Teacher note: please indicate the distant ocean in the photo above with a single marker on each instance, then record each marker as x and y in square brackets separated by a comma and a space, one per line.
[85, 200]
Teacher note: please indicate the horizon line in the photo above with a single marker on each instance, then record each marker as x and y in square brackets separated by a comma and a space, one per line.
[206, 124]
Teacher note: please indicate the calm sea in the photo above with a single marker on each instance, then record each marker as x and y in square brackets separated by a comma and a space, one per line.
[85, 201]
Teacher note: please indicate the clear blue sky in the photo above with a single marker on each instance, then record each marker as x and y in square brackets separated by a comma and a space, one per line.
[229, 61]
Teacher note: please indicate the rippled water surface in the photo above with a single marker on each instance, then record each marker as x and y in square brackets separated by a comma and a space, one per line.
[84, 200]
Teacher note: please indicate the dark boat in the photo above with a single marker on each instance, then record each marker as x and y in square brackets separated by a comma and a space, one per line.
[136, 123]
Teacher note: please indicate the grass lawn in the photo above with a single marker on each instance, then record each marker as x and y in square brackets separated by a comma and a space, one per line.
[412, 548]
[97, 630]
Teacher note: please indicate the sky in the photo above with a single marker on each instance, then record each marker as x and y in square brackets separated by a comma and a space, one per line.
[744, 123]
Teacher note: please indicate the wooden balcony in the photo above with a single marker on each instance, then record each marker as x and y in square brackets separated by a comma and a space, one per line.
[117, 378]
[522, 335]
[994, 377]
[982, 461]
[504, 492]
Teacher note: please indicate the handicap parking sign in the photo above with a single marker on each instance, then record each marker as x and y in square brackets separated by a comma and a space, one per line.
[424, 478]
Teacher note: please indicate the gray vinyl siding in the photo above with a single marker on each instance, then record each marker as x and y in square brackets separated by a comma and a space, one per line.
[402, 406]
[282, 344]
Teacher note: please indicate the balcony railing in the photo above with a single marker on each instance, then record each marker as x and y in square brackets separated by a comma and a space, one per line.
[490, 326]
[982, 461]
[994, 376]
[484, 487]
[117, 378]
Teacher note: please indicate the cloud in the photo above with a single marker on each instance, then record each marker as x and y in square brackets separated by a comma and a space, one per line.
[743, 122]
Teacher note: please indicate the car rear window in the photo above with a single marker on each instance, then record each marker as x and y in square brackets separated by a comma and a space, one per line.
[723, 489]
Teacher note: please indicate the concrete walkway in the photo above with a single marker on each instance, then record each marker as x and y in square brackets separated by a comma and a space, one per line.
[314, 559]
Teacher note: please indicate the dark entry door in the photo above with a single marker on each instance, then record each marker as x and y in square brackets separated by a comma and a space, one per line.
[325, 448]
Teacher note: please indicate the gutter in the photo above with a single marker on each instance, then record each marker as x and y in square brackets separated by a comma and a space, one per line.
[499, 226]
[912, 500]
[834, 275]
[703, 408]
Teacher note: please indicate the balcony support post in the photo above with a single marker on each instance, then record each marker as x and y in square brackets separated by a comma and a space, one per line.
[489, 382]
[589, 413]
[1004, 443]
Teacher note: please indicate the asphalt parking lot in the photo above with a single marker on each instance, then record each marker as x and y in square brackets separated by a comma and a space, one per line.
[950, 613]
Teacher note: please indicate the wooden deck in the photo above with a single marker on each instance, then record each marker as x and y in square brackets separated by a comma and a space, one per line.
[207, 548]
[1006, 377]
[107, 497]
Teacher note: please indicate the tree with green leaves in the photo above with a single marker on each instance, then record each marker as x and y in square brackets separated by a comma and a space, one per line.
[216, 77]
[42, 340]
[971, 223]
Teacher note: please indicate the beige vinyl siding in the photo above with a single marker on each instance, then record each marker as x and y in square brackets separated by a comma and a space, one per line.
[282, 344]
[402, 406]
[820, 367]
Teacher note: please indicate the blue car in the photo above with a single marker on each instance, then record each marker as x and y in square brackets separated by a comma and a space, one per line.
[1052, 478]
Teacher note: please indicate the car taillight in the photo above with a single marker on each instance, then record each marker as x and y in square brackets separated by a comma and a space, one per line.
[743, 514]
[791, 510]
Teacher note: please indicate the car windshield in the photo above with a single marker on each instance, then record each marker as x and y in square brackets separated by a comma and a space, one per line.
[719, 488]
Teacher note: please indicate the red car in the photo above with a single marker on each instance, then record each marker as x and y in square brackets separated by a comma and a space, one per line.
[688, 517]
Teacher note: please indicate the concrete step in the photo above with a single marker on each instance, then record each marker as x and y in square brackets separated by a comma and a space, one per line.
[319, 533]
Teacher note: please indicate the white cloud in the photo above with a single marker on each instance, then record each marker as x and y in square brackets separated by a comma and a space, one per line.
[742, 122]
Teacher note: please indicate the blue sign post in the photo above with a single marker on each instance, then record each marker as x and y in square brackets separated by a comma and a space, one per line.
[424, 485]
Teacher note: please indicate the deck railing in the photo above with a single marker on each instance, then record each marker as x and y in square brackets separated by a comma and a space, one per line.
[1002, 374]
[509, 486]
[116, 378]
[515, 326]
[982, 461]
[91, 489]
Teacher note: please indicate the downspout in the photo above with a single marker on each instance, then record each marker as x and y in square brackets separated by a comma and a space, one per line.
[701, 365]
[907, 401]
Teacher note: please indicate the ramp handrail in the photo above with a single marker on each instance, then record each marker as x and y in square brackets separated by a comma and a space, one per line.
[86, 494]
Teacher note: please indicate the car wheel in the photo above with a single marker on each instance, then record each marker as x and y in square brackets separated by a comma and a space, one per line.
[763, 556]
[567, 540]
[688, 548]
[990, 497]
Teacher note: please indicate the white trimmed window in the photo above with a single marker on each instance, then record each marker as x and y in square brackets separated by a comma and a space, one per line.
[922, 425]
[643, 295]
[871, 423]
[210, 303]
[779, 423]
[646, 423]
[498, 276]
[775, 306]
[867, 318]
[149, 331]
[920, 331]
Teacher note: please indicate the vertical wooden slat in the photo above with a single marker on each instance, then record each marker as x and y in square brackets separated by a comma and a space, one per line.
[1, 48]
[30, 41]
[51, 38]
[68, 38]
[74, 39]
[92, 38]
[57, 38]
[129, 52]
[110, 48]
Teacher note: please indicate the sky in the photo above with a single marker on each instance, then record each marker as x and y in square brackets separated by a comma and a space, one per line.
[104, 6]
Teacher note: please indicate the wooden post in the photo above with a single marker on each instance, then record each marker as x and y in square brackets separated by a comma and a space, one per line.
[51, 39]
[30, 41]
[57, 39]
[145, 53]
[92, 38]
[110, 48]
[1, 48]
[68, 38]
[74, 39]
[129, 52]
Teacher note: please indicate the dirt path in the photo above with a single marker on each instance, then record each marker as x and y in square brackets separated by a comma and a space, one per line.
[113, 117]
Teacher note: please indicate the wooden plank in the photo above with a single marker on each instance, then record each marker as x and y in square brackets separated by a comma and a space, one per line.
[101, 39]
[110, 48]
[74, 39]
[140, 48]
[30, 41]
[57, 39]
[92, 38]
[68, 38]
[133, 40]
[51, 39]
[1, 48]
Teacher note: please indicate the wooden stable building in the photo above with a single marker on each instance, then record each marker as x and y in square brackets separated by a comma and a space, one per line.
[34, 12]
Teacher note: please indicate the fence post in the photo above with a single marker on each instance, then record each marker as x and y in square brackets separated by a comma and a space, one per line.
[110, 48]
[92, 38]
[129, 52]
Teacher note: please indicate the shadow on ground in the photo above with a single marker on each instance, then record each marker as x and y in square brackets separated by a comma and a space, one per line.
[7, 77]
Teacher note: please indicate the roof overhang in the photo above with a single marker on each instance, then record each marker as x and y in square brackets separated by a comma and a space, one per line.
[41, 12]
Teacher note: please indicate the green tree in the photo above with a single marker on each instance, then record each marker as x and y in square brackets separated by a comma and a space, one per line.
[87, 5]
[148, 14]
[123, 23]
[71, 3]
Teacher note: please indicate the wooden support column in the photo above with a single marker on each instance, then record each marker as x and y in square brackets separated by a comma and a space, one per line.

§ **Goal**
Reproduce only the lines running from the one with "Teacher note: please indicate the roof" through the final line of the listing above, both ends included.

§ **Finished exercise**
Teacher note: please indicate the roof overhang in the photo above with a single marker on each instance, then record each marker as x and y in square brackets separated by a comma and a space, one per line.
[41, 12]
Teacher note: please indicate the green tree in the photo above with a single marker on each instance, then record each marker as x and y in square brackets separated by a comma and a space, one per line.
[87, 5]
[148, 14]
[123, 23]
[71, 3]
Teacher note: please indicate the wooden support column in the photo above with a single marker on each instance, then record each marker as x and y in square brackets separated by a comma and a space, one per line.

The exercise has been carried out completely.